─── EXERCISE INPUT ───

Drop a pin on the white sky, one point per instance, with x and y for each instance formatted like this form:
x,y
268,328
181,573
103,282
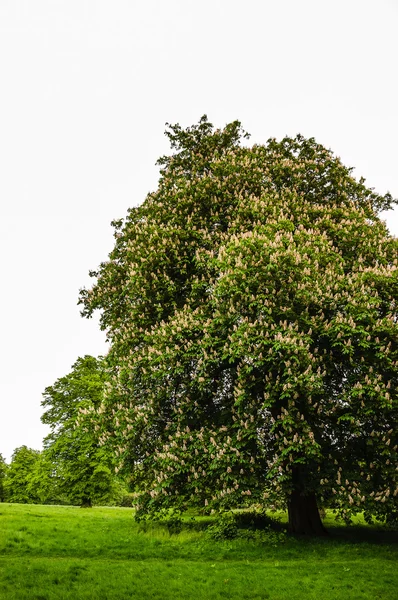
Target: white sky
x,y
86,89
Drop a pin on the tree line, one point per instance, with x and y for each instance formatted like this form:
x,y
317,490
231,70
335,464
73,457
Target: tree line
x,y
73,467
251,305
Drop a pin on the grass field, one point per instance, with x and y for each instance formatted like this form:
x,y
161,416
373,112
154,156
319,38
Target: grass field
x,y
53,552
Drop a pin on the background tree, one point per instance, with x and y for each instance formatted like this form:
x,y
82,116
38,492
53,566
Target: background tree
x,y
251,304
18,485
3,473
84,470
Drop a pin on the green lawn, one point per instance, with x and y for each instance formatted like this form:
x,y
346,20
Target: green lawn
x,y
53,552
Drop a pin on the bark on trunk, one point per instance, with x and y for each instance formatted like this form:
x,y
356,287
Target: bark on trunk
x,y
304,516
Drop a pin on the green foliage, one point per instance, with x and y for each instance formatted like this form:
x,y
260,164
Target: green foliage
x,y
64,552
3,474
83,469
251,305
225,528
19,484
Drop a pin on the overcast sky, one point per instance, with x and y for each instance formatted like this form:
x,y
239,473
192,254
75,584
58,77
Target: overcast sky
x,y
86,89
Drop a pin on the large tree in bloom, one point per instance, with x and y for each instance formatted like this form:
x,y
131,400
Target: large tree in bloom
x,y
251,306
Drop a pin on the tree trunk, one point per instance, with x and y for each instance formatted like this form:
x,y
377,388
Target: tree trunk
x,y
304,516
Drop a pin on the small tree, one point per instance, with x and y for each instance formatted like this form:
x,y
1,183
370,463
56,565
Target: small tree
x,y
83,469
3,473
251,304
18,484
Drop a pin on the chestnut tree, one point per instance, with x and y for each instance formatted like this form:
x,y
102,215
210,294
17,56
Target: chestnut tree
x,y
251,306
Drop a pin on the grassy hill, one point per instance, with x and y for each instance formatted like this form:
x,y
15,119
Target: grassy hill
x,y
68,553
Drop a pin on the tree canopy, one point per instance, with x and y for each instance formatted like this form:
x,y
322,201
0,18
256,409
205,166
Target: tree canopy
x,y
251,306
83,469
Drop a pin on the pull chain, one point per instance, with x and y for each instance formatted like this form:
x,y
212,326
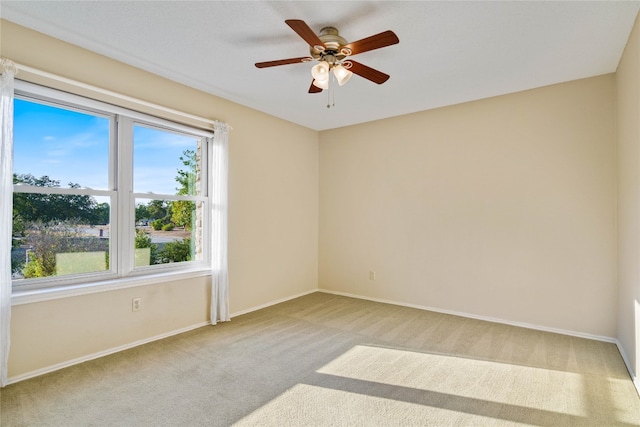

───

> [WORK INSTRUCTIONS] Pick out every line in the listing above that contains the word "background", and copy each one. Case matters.

> [ANSWER]
Drop a pin on the background tree, one point per instance, with x and y for each instance formatted like this form:
Target: background tree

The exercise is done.